* BEGIN Supplied data *

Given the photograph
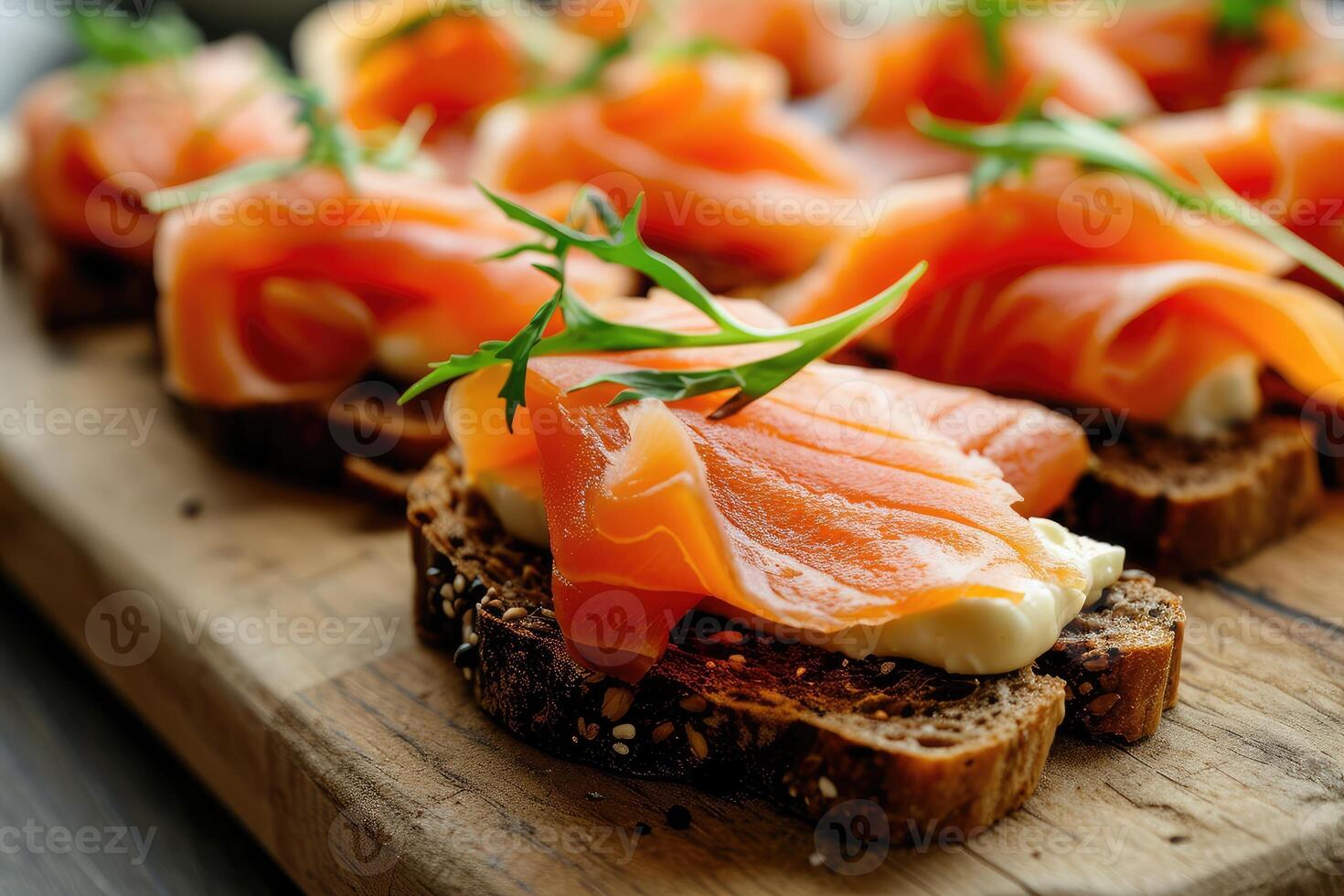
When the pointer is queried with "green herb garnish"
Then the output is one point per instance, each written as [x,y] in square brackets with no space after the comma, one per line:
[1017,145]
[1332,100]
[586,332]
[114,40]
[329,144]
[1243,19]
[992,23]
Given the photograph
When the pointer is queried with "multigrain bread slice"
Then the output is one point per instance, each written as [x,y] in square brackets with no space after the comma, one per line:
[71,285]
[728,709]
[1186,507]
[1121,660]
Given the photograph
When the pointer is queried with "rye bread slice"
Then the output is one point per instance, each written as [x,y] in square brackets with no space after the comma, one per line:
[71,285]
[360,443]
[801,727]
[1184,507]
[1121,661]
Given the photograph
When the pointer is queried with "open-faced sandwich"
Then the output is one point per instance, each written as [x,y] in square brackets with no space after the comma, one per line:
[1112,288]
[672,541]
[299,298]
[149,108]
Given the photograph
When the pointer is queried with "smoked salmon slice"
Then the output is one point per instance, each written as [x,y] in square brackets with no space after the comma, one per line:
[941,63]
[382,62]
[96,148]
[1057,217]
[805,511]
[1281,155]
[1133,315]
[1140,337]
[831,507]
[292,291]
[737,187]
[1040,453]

* END Supplied data *

Make an exact copy of the data, leaving its pictures out.

Correct output >>
Given the photograph
When the pointer is queried with "green herb garnish"
Then the output is one point per instance, each written as [x,y] in square brackets with no space after the comma, one per line:
[1017,145]
[1332,100]
[586,332]
[114,40]
[329,144]
[1243,19]
[992,23]
Given the photograph
When the pointer is queried with "multigrain bread slice"
Then the output is one point per instance, each written as [x,y] in square brackets with no space after the comma, one per line:
[71,285]
[728,709]
[1186,507]
[1121,660]
Given the photograph
When the pointer is queried with "rye bread slice"
Then the output is one point per instance, each written as [x,y] in square brackets with no space after the comma, one per line:
[71,285]
[360,443]
[801,727]
[1184,507]
[1121,661]
Given the photograph
When the pointer is queried with "open-faced sandwich"
Then the output is one point per instance, each written as [x,y] in square brackets with no space after the comma, one per line:
[1112,288]
[672,541]
[299,298]
[149,108]
Given the photograph
When the pointer is queried with "smoked salmon slice"
Then the output is one point per instance, each written as [x,y] in square brackets with no space after the comma, one per line:
[941,63]
[382,62]
[96,148]
[1057,217]
[805,511]
[1281,155]
[1133,315]
[1140,337]
[831,507]
[292,291]
[737,187]
[1040,453]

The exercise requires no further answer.